> **Exercise details**: Could you give the records below again exactly, without the pictures?

***** Supplied data

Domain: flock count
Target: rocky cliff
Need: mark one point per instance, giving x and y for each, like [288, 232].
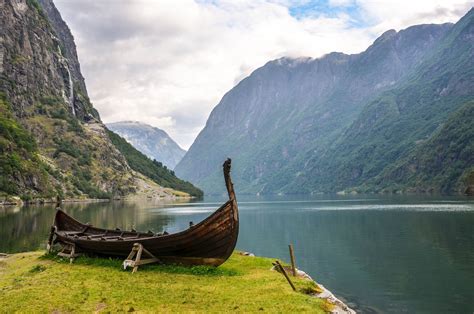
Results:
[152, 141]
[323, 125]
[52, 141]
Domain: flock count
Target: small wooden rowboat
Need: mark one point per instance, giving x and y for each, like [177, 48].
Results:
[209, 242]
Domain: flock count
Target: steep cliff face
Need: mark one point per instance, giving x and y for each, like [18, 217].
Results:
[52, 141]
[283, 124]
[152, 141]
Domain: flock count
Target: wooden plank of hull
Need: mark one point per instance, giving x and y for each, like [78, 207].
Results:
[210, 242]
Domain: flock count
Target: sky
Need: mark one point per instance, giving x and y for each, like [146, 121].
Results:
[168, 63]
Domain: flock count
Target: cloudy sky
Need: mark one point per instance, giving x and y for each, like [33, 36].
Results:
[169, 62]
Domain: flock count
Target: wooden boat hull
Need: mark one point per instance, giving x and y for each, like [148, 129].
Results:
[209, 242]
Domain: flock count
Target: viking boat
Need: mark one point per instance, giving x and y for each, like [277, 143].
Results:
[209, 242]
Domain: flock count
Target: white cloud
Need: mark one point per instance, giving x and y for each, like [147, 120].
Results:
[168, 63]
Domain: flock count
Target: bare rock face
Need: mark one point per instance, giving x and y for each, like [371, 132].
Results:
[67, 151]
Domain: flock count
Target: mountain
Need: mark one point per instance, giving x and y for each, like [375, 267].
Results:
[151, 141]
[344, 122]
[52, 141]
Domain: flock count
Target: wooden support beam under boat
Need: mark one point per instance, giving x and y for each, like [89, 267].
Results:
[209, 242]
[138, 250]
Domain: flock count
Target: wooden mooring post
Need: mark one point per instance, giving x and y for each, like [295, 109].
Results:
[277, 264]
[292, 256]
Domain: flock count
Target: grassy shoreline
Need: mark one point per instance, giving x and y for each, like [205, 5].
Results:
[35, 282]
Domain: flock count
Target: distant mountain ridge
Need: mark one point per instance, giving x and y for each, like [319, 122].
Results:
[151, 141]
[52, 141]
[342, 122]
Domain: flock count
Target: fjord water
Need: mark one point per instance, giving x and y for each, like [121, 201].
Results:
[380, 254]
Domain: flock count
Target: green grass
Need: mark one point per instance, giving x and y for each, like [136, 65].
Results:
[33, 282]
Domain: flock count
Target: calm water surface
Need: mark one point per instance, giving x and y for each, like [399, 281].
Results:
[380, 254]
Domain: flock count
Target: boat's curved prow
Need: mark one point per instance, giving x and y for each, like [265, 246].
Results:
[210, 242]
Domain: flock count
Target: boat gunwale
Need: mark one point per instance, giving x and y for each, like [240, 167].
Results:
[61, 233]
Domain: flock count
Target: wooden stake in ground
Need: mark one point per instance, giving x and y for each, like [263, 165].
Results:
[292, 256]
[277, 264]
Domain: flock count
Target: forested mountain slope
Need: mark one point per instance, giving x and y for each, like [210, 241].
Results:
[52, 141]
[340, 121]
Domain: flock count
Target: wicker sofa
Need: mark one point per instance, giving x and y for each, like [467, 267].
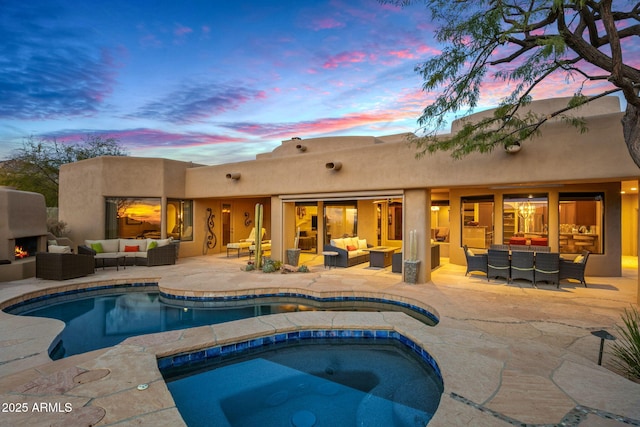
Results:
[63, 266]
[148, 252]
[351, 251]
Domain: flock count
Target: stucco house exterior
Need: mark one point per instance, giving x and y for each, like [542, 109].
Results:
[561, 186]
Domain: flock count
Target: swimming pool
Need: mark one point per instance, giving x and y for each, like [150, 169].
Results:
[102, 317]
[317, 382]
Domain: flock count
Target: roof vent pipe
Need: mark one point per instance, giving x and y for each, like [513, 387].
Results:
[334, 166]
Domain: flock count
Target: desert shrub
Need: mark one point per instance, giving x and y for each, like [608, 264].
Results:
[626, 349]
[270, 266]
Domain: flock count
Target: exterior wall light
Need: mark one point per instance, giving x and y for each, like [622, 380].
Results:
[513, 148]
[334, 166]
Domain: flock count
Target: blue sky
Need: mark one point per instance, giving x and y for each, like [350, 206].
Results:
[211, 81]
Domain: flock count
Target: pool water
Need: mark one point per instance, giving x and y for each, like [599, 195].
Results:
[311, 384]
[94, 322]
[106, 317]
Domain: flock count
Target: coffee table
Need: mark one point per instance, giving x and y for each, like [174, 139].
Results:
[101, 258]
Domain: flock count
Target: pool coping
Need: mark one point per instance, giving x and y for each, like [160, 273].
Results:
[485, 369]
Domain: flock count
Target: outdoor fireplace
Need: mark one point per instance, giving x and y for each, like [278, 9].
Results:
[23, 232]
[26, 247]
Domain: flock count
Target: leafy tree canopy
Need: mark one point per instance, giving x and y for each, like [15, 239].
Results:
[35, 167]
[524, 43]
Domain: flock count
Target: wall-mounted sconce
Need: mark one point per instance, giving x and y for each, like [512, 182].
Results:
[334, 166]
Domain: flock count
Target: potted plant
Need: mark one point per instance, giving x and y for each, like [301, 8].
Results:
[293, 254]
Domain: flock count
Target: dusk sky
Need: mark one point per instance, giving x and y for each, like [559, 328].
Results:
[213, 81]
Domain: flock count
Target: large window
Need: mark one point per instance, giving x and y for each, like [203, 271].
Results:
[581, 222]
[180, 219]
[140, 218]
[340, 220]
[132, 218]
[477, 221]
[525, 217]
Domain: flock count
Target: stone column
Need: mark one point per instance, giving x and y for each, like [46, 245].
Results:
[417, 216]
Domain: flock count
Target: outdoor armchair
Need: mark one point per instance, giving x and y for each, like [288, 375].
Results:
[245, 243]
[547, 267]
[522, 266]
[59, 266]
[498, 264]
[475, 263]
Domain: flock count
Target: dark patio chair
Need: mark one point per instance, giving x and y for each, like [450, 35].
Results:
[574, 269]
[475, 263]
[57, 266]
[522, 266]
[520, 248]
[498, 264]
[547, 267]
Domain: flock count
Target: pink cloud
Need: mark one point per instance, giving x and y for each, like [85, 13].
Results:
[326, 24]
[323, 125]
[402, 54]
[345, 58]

**********

> **Answer below**:
Domain: flock count
Target: rocky cliff
Need: mark one point per instance, giving x and y for each, like [288, 232].
Results:
[152, 141]
[323, 125]
[52, 141]
Domain: flock count
Target: small wooden rowboat
Need: mark one point per instance, giving x and y for each, like [177, 48].
Results:
[209, 242]
Domain: flock count
Target: steep cliff face
Need: mark one point per instance, giving x and y for each, like [18, 217].
Results:
[52, 141]
[283, 124]
[152, 141]
Domain: flock count
Target: wooden plank of hull
Need: mark one point per instance, giving x and y for each, like [78, 207].
Results:
[210, 242]
Domain: flock count
Target: sky
Need: mark one point per instance, giving x and y for each, like [146, 121].
Results:
[168, 63]
Domain: flock count
Target: cloudy sky
Need: mark one point per instance, giving x and y for each, like [33, 36].
Results:
[169, 62]
Domain: flock count
Target: wooden boat hull
Need: mark one point per instance, giving x and y for each, like [148, 129].
Results:
[209, 242]
Domain: flock count
Target: viking boat
Need: mark one point per instance, giving x and y for each, like [277, 143].
Results:
[209, 242]
Domain: flock count
Target: white cloud
Need: mark one point per instance, giving x and y for each, like [147, 120].
Results:
[168, 63]
Domain: flock count
Target: bare rock face
Need: mark one point per instance, giving x and y for each, like [371, 132].
Results:
[67, 151]
Domain: flock count
Target: mountain
Need: mark one point per instance, giving x and y for each, like [375, 267].
Results:
[151, 141]
[344, 122]
[52, 141]
Domain: flock count
Target: wooden support beam under boat
Need: mark one point per instance, giving x and y for each, like [89, 267].
Results:
[209, 242]
[138, 250]
Domain: flock count
Target: wooden mooring post
Need: mark one point per instance, giving x and y for each, like [295, 109].
Results:
[277, 264]
[292, 256]
Domain: flock count
Target: grassy shoreline
Need: mark one point per instance, giving x and y for each, like [205, 5].
Results:
[35, 282]
Domain: flock count
Target: distant mountain ridge
Need: mark one point per instance, giving x and y for each, like [319, 122].
Results:
[151, 141]
[52, 141]
[342, 122]
Domain: flock count
Target: fjord water
Need: mark one point per instance, giving x and y for each, like [121, 201].
Results:
[380, 254]
Domain: flock count
Target: green grass
Need: mark one point per instance, giving x and y for each, like [136, 65].
Results:
[33, 282]
Domain: flock count
Target: calm water surface
Need: mark one point per instance, giving x and y for each, like [399, 281].
Results:
[380, 254]
Domain: flock count
Target: boat's curved prow
Need: mark one point per instance, giving x and y for each, like [265, 246].
Results:
[210, 242]
Domain: flock count
Target: boat gunwale
Need: mark one point per instance, giving x and y for each, like [240, 167].
Results:
[61, 233]
Domain: flock count
Target: wooden stake in ground
Need: mark one point per instance, giving x and y for each, like [263, 165].
Results:
[292, 256]
[277, 264]
Domain: flock count
Target: forested mountain slope
Need: mark one point per instance, giving x and y for each, like [210, 241].
Results:
[52, 141]
[340, 121]
Domain: flock count
Target: wicker sofa
Need: mark one point per instance, giving x and y for each, like [467, 267].
Results:
[63, 266]
[148, 252]
[351, 251]
Domain: flock count
Target: stucco house exterior
Need: mark one point per instance, giving x and y for each, like [542, 109].
Results:
[561, 186]
Domain: flock count
Target: swimming pool
Need: mark one point per instance, giving x and y for each, like [150, 169].
Results:
[102, 317]
[317, 382]
Domain: flock count
Target: roof vent pipe
Need: mark one point per instance, giving x and y for each, like [513, 387].
Results:
[334, 166]
Domain: flock count
Target: desert shrub
Need: mark one point per instance, giving x and y for each, like [608, 264].
Results:
[626, 349]
[270, 266]
Domain: flock count
Target: exterior wall light
Need: mark one point per instance, giving x and y for each, like [622, 380].
Results:
[513, 148]
[334, 166]
Domain: flock count
Target: blue sky
Need: mark one point per instance, giving x and y for each, like [350, 206].
Results:
[211, 81]
Domain: flock count
Target: pool water
Need: mark one point per instance, giving x and y for each, like [599, 195].
Results:
[311, 384]
[94, 322]
[106, 317]
Domain: flock count
Target: coffee table
Need: mark one point per instance, giving x and y for each, like [174, 139].
Results:
[101, 258]
Domain: flock count
Target: pool coping
Need: mark one point per instance, giving x and y for each, like [160, 273].
Results:
[485, 369]
Domain: flock count
Target: outdoor fireplace
Need: mark one point per instance, giving x and y for each, like [278, 9].
Results:
[23, 232]
[26, 247]
Domain: flock count
Target: leafy tree canopy
Need: mark one point per instance, giving x and y for each, like [15, 239].
Results:
[35, 167]
[524, 43]
Domain: flock count
Target: wall-mounted sconce
Need: mark one point per instance, giving x and y for each, like [512, 182].
Results:
[334, 166]
Domain: flock count
Target: potted plant
Need: mark one point per instance, giving x and y for each, like [301, 8].
Results:
[293, 254]
Domain: flock count
Target: dusk sky
Need: mark one point per instance, giving x and y for each, like [559, 328].
Results:
[213, 81]
Domain: flock count
Target: large window
Need: mark one point per instance, giving x and y for each, like [203, 271].
Results:
[581, 222]
[180, 219]
[140, 218]
[340, 220]
[132, 218]
[477, 221]
[525, 217]
Domain: flock count
Target: stone column
Need: mark one point per instance, giving x and y for each, like [46, 245].
Results:
[417, 216]
Domain: flock count
Target: outdoor armchair
Need: mark one point per instance, giving x and y for each, like [288, 375].
Results:
[245, 243]
[547, 267]
[522, 266]
[59, 266]
[498, 264]
[475, 263]
Domain: flock count
Target: dark patio chair
Need: mark one point per instance, giving x and y for each, like [450, 35].
Results:
[574, 269]
[475, 263]
[57, 266]
[522, 266]
[520, 248]
[498, 264]
[547, 267]
Domain: flock count
Target: pink cloud
Need: mark one point per instance, giving x and y for each, like [85, 13].
Results:
[326, 24]
[323, 125]
[402, 54]
[345, 58]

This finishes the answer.